_Exercises to complete_:
• 1. According to the talk abstract on the RAG chatbot, how many SharePoint sites hold the chatbot's documents?
• 2. From the talk abstract on the RAG chatbot, copy the stretch from "Thursday 16:55 in" through "of unstructured data.".
• 3. Proceed with the talk abstract on the RAG chatbot, writing onward from its last sentence.

*** Opening Selected text ***

Lessons learned in bringing a RAG chatbot with access to 50k+ diverse documents to production

Thursday 16:55 in Titanium3

Building a prototype RAG chatbot with frameworks like LangChain can be straightforward. However, scaling it into a production-grade application introduces complex challenges. In this talk, we share our lessons learned from developing a RAG chatbot designed to assist research and development (R&D) experts.

Our chatbot was developed to effectively handle and provide access to a large collection of unstructured knowledge, consisting of over 50,000 documents stored across more than 20 SharePoint sites and other sources. We faced significant hurdles in:

Data Pipeline Engineering: Crafting a modular and scalable pipeline capable of periodically syncing documents, handling dynamic user permissions, and efficiently processing large volumes of unstructured data.
RAG Design and Prompting Strategies: Addressing challenges in document chunking, citation integration, reranking retrieved results, and applying permission and PII filters to ensure compliance and accuracy in responses.

*** Closing Selected text ***
*** Opening Provided records ***

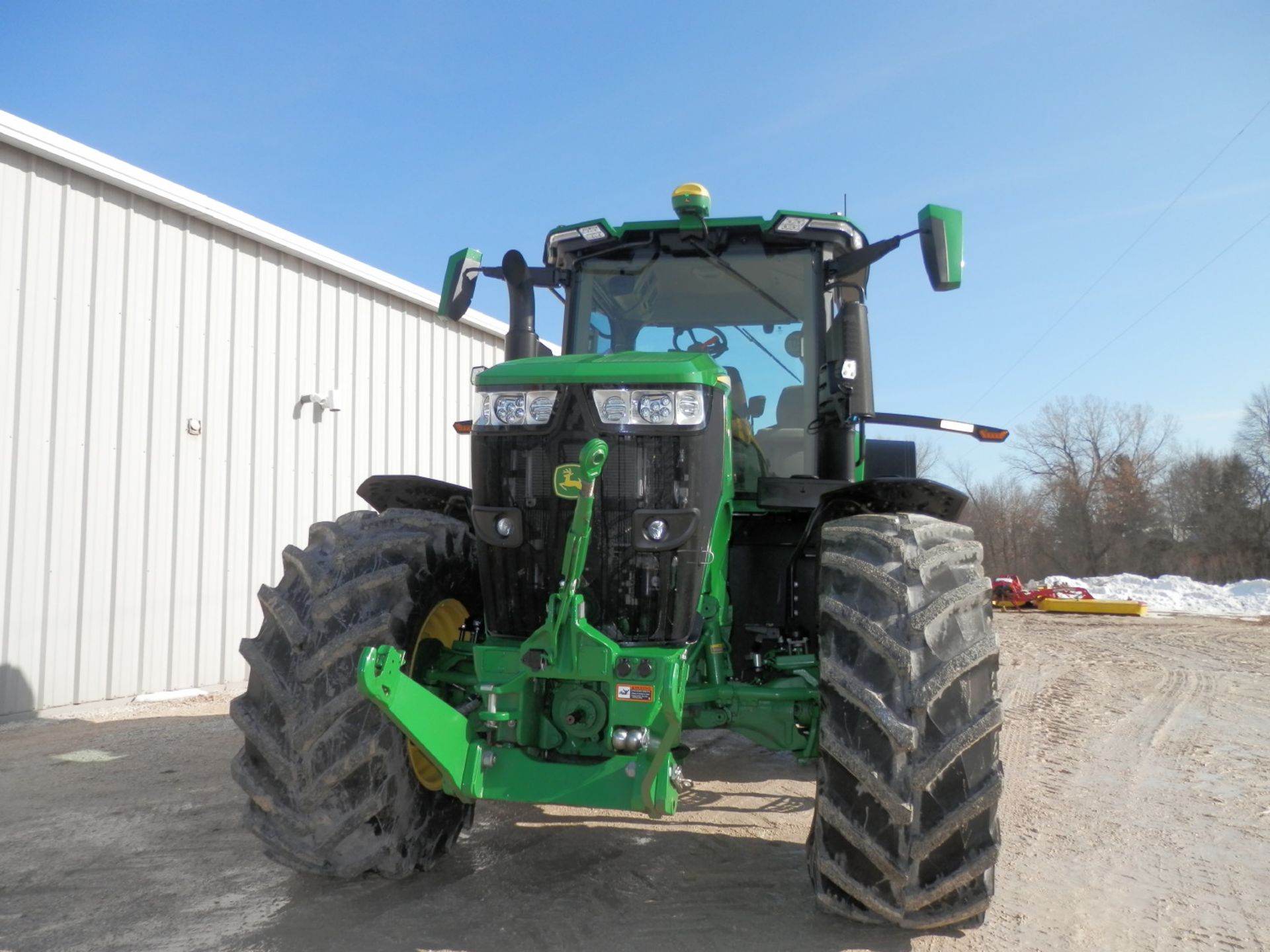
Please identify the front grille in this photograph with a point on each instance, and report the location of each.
(632, 596)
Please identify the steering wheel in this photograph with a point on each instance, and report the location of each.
(715, 346)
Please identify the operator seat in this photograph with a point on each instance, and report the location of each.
(747, 455)
(784, 444)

*** Closing Provided records ***

_Solved problems_:
• 1. More than 20 SharePoint sites.

• 2.
Thursday 16:55 in Titanium3

Building a prototype RAG chatbot with frameworks like LangChain can be straightforward. However, scaling it into a production-grade application introduces complex challenges. In this talk, we share our lessons learned from developing a RAG chatbot designed to assist research and development (R&D) experts.

Our chatbot was developed to effectively handle and provide access to a large collection of unstructured knowledge, consisting of over 50,000 documents stored across more than 20 SharePoint sites and other sources. We faced significant hurdles in:

Data Pipeline Engineering: Crafting a modular and scalable pipeline capable of periodically syncing documents, handling dynamic user permissions, and efficiently processing large volumes of unstructured data.

• 3.
Evaluation Framework Development: Implementing an effective testing strategy without the availability of static ground truth data. We employed automated testing with frameworks like pytest, utilized LLM-as-a-judge, and integrated tracing to iteratively refine our dataset and maintain high answer quality.
User Adoption: Driving user adoption through onboarding training and ongoing engagement, such as regular office hours and feedback mechanisms.

We emphasize the importance of applying data science principles to GenAI projects:

Start Simple and Iterate: Begin with a basic implementation as a baseline and iteratively enhance functionality based on testing and user feedback.
Test-Driven Development: Identify key test scenarios early and use them to drive development, ensuring that improvements are measurable and aligned with growing user needs.
Focus on Key Metrics: Establish clear metrics to optimize against, aiding in making informed decisions throughout the development process.

Main Takeaways for the Audience:

Understand the critical role of robust, modular data pipelines in handling dynamic and unstructured data sources for LLM applications.
Learn strategies for developing effective evaluation frameworks in complex domains where traditional ground truth data may be lacking.
Gain insights into advanced RAG design techniques that enhance chatbot performance and reliability.
Recognize the substantial data engineering and software development efforts required to transition a prototype to a production-grade LLM solution.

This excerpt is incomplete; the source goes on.